Task objective: Copy each of the entries below without any change.

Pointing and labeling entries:

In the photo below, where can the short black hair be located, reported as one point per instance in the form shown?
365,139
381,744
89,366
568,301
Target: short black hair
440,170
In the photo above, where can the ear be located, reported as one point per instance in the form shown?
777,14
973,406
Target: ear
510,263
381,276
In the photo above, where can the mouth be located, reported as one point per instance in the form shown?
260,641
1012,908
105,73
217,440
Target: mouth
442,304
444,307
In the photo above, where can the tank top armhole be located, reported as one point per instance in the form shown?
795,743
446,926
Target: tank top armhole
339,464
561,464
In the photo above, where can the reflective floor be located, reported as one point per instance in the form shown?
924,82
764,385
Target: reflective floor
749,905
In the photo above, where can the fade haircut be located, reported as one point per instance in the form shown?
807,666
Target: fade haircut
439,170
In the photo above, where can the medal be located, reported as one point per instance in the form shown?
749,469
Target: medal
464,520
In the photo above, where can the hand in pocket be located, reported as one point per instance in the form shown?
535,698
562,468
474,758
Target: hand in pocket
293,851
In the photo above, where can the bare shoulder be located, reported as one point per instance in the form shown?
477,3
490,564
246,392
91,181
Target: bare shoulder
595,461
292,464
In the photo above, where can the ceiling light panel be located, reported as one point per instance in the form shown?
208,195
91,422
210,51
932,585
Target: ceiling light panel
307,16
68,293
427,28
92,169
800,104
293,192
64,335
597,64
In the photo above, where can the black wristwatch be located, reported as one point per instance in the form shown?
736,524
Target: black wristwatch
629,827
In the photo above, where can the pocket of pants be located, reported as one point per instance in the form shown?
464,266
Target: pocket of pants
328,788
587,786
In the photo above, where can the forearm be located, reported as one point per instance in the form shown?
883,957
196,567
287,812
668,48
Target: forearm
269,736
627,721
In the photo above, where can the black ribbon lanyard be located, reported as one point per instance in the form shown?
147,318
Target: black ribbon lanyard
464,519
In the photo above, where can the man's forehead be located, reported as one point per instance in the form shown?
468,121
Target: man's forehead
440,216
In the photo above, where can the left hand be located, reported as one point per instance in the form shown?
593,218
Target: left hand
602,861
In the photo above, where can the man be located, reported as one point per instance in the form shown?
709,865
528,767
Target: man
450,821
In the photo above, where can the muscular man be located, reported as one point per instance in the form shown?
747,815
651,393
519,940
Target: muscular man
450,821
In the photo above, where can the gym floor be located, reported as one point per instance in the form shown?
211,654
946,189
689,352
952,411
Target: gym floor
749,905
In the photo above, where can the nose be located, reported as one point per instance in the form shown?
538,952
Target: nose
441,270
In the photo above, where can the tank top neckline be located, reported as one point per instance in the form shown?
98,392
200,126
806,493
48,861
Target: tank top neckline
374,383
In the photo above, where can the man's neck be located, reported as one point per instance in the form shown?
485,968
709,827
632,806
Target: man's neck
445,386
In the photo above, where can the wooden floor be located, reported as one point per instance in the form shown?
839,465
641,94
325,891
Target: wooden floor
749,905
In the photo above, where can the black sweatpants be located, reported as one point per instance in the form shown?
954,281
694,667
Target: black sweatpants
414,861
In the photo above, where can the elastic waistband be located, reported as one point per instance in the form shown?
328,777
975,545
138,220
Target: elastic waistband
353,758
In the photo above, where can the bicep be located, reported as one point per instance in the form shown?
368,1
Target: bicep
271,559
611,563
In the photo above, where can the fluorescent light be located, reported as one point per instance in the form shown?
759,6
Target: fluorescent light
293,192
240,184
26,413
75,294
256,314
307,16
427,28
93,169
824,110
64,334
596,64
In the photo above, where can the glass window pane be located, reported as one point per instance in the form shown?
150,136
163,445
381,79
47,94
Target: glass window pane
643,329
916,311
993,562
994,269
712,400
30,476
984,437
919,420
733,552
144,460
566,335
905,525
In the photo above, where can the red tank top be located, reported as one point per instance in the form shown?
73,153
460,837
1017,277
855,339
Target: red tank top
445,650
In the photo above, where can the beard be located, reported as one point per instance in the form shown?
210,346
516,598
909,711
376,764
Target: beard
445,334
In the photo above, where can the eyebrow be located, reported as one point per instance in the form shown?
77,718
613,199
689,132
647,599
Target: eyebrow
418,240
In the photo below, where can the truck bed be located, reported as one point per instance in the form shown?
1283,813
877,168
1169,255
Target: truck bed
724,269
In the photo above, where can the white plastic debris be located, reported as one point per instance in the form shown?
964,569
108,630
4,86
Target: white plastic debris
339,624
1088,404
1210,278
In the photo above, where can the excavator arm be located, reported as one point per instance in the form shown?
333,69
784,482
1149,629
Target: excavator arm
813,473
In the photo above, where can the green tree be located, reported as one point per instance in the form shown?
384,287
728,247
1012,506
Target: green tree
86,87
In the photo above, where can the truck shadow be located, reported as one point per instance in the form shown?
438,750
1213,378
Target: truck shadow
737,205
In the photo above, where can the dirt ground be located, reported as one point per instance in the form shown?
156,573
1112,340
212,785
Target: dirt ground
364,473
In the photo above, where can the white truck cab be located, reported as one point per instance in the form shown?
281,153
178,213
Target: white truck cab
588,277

Answer for this exercise:
In the photo below, where can the short black hair be located, reported as one point per instance in the form shown?
365,139
381,744
89,366
568,301
Target: short black hair
440,170
In the photo above, where can the ear be located, reported as one point per instance in the form shown?
777,14
973,406
Target: ear
510,263
381,276
In the photo above, where can the mouth be located, reported as one point per instance in the form shown?
260,641
1012,908
105,73
217,440
Target: mouth
442,304
444,307
In the photo above, where can the tank top armhole be located, reported as one point per instance in the form shown?
795,743
446,926
Target: tank top armhole
339,464
561,464
In the photo above, where can the reflective floor be located, reported as one point per instance in the form shown?
924,82
764,385
Target: reflective floor
749,905
In the photo above, where can the fade haircut be located, reported as one point per instance in the form shown?
807,666
Target: fade haircut
439,170
In the photo above, where can the medal be located, reported as one point per instance in the form shown?
749,469
Target: medal
464,520
In the photo above, where can the hand in pocket be located, reported as one point per instance in the form shown?
535,698
562,468
474,758
Target: hand in pocket
293,851
In the photo above, where can the bare shoulder be located, reported as one point per instance in the form shown?
477,3
490,564
246,392
91,181
Target: bare shoulder
595,461
292,464
In the photo above, where can the ceiling light panel be located, reported as one point per instance in the form shown?
208,195
91,422
210,51
932,585
Target: ceiling light panel
307,16
68,293
427,28
92,169
800,104
293,192
64,335
597,64
In the photo above, where can the black wristwatch be located, reported as one point per instance in the form shown?
736,524
Target: black wristwatch
629,827
In the photo above, where can the pocket of pants be located, reported as one point per instance in the form shown?
464,266
Target: pocket of pants
328,788
587,786
In the photo above, where can the forearm be located, reported as one point per instance in the form shown?
883,957
196,567
287,812
668,48
Target: forearm
269,736
627,721
In the photo above, where can the black ribbon lanyard be located, reported as one point per instance in the form shown?
147,318
Target: black ribbon lanyard
464,519
In the photo above, where can the man's forehead be located, reported as one point per instance in the form shown?
468,121
Target: man's forehead
440,216
In the photo above, where can the left hand be located, reported as one point per instance in the form shown?
593,218
Target: left hand
602,861
In the photo above, where can the man be located, reported as one point per instance in the form shown?
709,865
528,767
Target: man
450,821
In the photo above, where can the muscular man be located, reported as one point per instance in the form shown?
747,815
651,393
519,940
Target: muscular man
450,821
In the photo above, where can the gym floor be located, reported as one point per instance in the form shown?
211,654
946,189
689,352
952,411
Target: gym floor
749,905
In the photo above, where can the nose be located, reported as one point per instance in the form shown?
538,952
Target: nose
441,270
In the photo above, where can the tank top neckline be located, reported as one point per instance in the form shown?
98,392
200,126
806,493
48,861
Target: tank top neckline
374,383
In the photo above, where can the man's neck be located, reported as one point per instance in the form shown?
485,968
709,827
632,806
Target: man's neck
445,386
In the photo above, where can the wooden floor be located, reported as one point per instance in the form shown?
839,465
641,94
325,891
Target: wooden floor
749,905
In the photo above, where can the black sweatpants be located, reported as one point per instance in the form shown?
954,281
694,667
Target: black sweatpants
414,861
In the photo above, where can the elastic waistband be located, reported as one point per instance in the form shown?
328,777
975,545
138,220
Target: elastic waistband
353,758
In the photo above, where can the bicep be located, reported as one point per instance in the form shown?
368,1
Target: bicep
271,559
611,563
In the photo above, where can the fluorescent light be located, reported as one point per instance in the form shown?
759,6
Target: fluorescent light
293,192
240,184
26,413
75,294
256,314
307,16
427,28
93,169
824,110
64,334
596,64
In the photo above, where can the glass window pane be located, reported as one point per instance in the form shown?
150,136
163,445
381,79
47,94
Target: glass window pane
643,329
916,311
993,562
994,269
712,400
30,476
984,437
919,420
733,552
144,460
566,335
905,525
In the photo above, where can the red tank top be located, reported as one point per instance in the form shown?
73,153
460,837
1017,277
855,339
Target: red tank top
445,650
In the photo above, where can the beard be located, reported as one point per instance in the form shown?
210,346
516,598
909,711
376,764
Target: beard
445,334
In the photo above, where can the eyebrow be located, reported as one point per instance in the form shown?
77,718
613,199
689,132
647,599
Target: eyebrow
418,240
In the photo below, where can the truck bed be located, reported as one point per instance in the form shown?
1283,813
877,168
1169,255
Target: truck bed
724,269
In the photo above, where can the white plastic debris be located, reported as one point per instance in the form shown?
964,569
108,630
4,86
Target: white plastic debris
339,624
1088,404
1210,278
In the photo above, where can the excavator arm be located, reported as one point per instance in the form shown?
333,69
784,482
1149,629
Target: excavator arm
813,473
In the photo above, where can the green tree be located, reported as one point per instance in the form shown?
384,287
728,247
1012,506
Target: green tree
86,87
In the photo above, where can the truck shadow be located, reported as one point per instance in the form shown?
438,750
1213,378
Target: truck shadow
737,205
In the photo above, where can the dirt ground be located, reported as one point per instance in the form shown?
156,573
1112,340
212,785
Target: dirt ground
364,473
In the photo above, where can the white truck cab be located, reported as one point per instance in the form shown?
281,153
178,213
Target: white truck cab
588,277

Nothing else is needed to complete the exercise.